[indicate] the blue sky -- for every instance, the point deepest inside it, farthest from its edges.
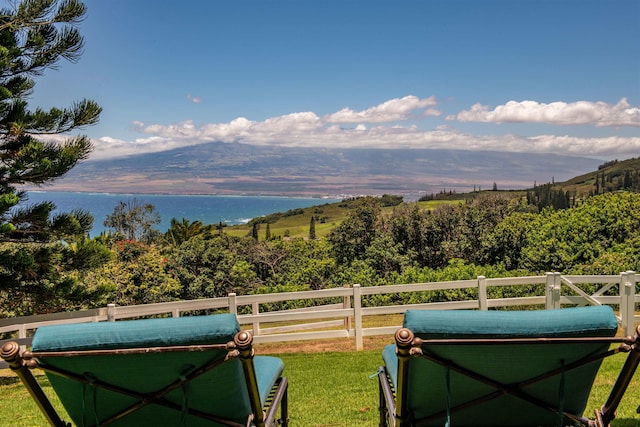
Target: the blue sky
(519, 75)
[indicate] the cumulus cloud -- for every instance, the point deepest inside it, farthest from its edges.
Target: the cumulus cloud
(370, 128)
(561, 113)
(397, 109)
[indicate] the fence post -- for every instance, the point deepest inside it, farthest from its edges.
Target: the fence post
(357, 314)
(346, 303)
(552, 291)
(255, 309)
(482, 293)
(627, 302)
(233, 307)
(111, 312)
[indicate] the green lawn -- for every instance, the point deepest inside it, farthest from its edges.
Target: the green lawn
(325, 389)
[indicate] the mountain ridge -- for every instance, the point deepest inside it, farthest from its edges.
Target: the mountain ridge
(235, 168)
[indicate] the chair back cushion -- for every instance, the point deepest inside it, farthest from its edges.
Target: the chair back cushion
(506, 364)
(221, 391)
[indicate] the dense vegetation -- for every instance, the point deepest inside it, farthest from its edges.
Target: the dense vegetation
(492, 234)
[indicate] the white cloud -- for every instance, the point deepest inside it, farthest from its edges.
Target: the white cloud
(306, 129)
(397, 109)
(562, 113)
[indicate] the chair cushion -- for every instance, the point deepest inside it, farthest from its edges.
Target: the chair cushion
(215, 329)
(567, 322)
(504, 363)
(220, 391)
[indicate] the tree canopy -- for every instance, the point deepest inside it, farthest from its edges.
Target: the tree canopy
(35, 149)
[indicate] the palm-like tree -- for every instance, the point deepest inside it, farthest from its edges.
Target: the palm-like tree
(181, 231)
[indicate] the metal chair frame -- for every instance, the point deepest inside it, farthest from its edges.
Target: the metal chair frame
(393, 403)
(21, 362)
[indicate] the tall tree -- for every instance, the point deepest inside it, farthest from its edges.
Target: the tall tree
(36, 35)
(134, 220)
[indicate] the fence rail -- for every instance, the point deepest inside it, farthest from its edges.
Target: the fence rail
(345, 319)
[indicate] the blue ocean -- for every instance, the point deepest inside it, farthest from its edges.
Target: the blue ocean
(206, 209)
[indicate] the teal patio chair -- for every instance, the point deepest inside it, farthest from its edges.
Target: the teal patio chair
(459, 368)
(187, 371)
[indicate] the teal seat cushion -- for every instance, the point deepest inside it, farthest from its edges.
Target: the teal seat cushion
(567, 322)
(510, 364)
(221, 391)
(216, 329)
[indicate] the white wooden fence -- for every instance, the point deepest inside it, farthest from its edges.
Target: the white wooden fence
(346, 319)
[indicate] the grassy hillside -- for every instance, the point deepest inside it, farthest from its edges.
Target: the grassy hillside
(295, 223)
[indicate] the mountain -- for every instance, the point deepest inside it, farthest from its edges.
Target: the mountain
(234, 168)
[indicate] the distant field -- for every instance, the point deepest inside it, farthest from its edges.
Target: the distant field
(328, 216)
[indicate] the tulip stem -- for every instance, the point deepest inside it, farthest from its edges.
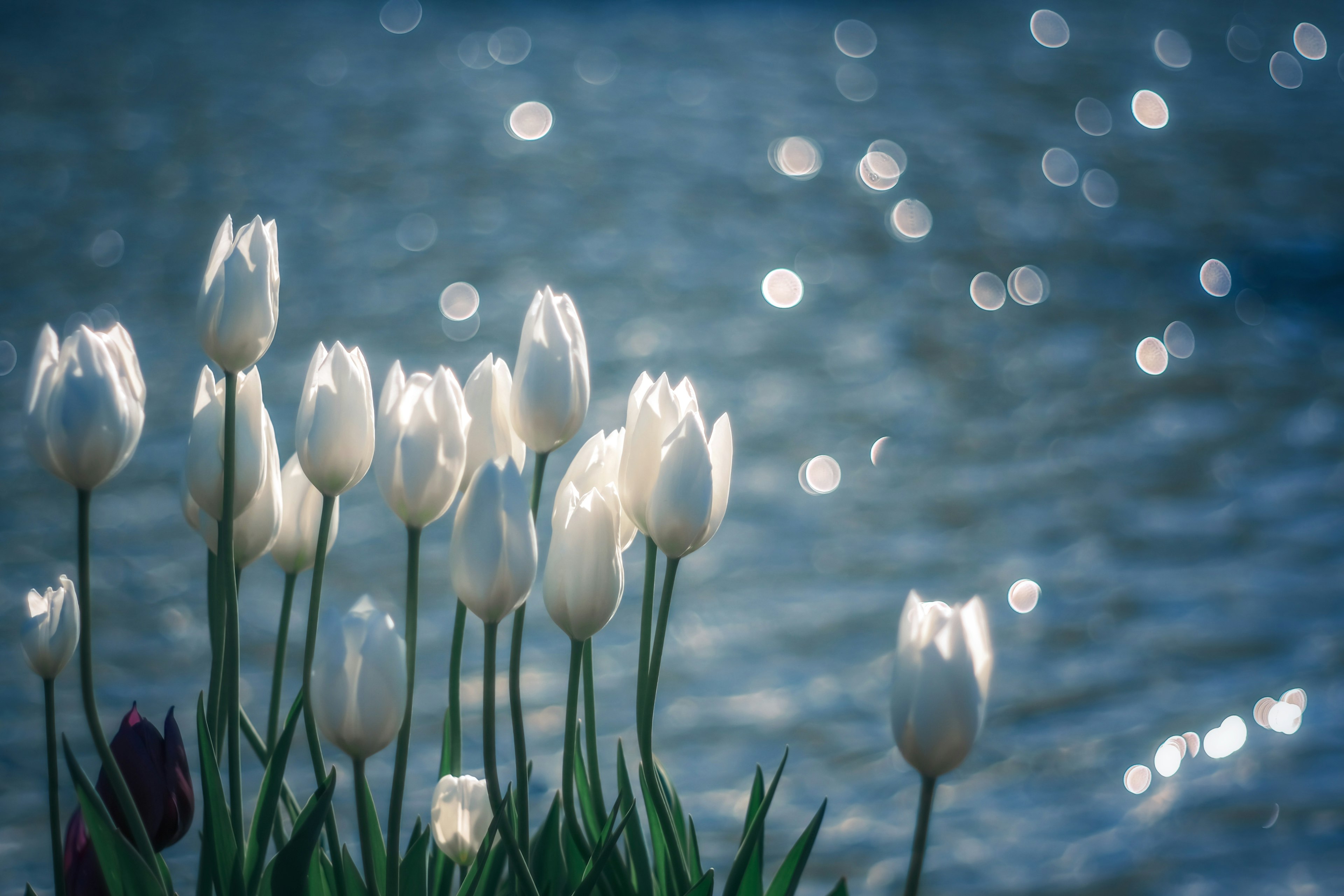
──────────
## Given problem
Rewrite every line from the one containing "[indicate] the white wooden" through the end of the items, requests included, and leave the pictures out. Multiply each point coordinate in the answers by 0.7 and round to whole numbers, with halves rounding up.

## Answer to the task
[indicate] the white wooden fence -- for every instance, the point deepest inside it, farthest from its edges.
Target: the white wooden fence
(242, 223)
[indicate] the grassy hillside -- for every instance, the point deepest inside it, farthest from its edges.
Target: the grassy hillside
(207, 156)
[indicate] the mountain -- for every instance, the point deepest inside it, farthest from its edges.
Target: the mountain
(164, 118)
[indicate] the distant field -- for every instance, the point deepest inside it, farthest from its edges.
Target: the distant field
(230, 151)
[indicate] the tulip stem -- for every instance, the point deepest inside it, farthest from its edges.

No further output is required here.